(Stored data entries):
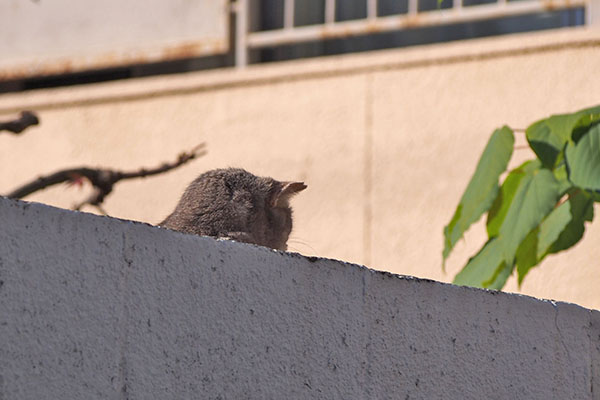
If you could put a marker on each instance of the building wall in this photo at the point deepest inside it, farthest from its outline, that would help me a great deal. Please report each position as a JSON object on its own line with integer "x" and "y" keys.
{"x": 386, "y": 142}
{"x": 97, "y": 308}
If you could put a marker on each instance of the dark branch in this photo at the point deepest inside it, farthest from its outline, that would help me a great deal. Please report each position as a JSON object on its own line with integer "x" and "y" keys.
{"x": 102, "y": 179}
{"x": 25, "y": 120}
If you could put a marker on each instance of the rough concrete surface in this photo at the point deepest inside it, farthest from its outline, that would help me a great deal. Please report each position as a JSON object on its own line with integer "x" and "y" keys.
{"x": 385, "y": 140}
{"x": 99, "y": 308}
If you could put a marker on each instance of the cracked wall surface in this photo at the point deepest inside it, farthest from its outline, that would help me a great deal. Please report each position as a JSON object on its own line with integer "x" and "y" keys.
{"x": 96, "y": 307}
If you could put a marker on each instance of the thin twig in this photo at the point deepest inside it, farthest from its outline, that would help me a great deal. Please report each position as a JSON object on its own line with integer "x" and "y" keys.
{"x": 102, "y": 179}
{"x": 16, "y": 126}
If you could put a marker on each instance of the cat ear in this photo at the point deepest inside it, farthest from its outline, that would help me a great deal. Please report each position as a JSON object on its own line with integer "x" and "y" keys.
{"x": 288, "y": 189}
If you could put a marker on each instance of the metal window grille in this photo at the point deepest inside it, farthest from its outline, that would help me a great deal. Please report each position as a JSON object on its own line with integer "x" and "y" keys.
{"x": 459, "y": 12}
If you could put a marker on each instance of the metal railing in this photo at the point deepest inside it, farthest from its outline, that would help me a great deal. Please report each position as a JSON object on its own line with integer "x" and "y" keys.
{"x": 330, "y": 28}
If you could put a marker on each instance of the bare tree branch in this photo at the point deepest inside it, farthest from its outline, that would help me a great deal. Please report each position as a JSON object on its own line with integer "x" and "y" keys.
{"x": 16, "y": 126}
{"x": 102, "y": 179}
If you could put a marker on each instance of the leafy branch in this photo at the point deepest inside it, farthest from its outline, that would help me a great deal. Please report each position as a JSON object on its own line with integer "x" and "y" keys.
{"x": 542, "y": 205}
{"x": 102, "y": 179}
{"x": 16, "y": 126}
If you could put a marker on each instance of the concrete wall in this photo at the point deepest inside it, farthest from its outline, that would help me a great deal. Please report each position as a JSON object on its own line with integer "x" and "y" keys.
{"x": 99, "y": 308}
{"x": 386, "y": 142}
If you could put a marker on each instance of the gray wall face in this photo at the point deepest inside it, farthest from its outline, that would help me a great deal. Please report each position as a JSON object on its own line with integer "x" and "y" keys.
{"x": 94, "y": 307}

(TO DO):
Word for word, restate all of the records. Exclude the pictures.

(SOLVED EXERCISE):
If you could put a marker on each instance of the building wall in this photo at the point deepest inside it, farthest from its outline, that would help me a great deal. Please report each position as a JSON object on its own line with integer "x" and "y" keys.
{"x": 386, "y": 142}
{"x": 97, "y": 308}
If you could put a marker on each instance of the dark branch in this photo at the point deepest inside it, farthest from its outline, that would help me a great deal. Please report each position as a JSON object on its own line with integer "x" and "y" keys.
{"x": 102, "y": 179}
{"x": 25, "y": 120}
If you could put a marker on each instance of the rough concrete surface in this photo at the point deepest inside it, farthest from its outline, that would help me a great deal. Please report each position as a JSON object on its own line with integer "x" and "y" keys.
{"x": 385, "y": 140}
{"x": 99, "y": 308}
If you could put a marker on each instance of the cracked wall surface in this photo at the point deepest inside it, farthest from its outline, that would help me a great deal. Please report each position as a JSON object on its own line with integer "x" and "y" keys.
{"x": 96, "y": 307}
If you could put a marker on each instance of the thin twig in this photo at the point deepest inside it, farthest from its outline, that would help me a great deal. Please report each position as a JSON object on its own line with integer "x" and "y" keys.
{"x": 102, "y": 179}
{"x": 16, "y": 126}
If you could put a marker on each instance of the cat ear in this photo at the point deepest inside it, farthest from its outline, that would help me a great deal. Please report each position as a JSON object on its own line with integer "x" and "y" keys.
{"x": 288, "y": 189}
If you could put a marker on each instance of the metal window grille in this photo at the point deepest inside it, farthest from its outline, that would help me a great deal. Please report each position as a JSON object on its own line with integer "x" and "y" keys.
{"x": 459, "y": 12}
If you could put a marker on each instance of the metal railing in this photo at the point deepest inside it, farthest from its outline, that would help me a great deal. Please report each position as a JSON object on its own line with integer "x" and "y" keys.
{"x": 330, "y": 28}
If you could put a marker on each instance of the bare tree branch in this photo at the point deepest inside it, farthest from its outline, that would help me a great deal. Please report each position as a JSON object on its own line with integer "x" and "y" keys.
{"x": 16, "y": 126}
{"x": 102, "y": 179}
If you could put a marker on each instance of the leafy branch in this photo at the point deepest inside it, farthest from its outline, that would help me a great deal. Please report each position as a JSON object on its own line with integer "x" and "y" keys.
{"x": 542, "y": 205}
{"x": 102, "y": 179}
{"x": 16, "y": 126}
If you could put a marker on each instance of the concrete wall in this photo at the point deepest inside it, farthest from its outline, that would help me a great deal. Please report each position as a JSON object on its own line with integer "x" and "y" keys.
{"x": 99, "y": 308}
{"x": 386, "y": 142}
If you could put a marker on each instance of the gray wall face in this photo at the point deepest inside it, farthest from its outline, that would help me a great deal. Please report each position as a JSON object on its own line with integer "x" and "y" keys.
{"x": 94, "y": 307}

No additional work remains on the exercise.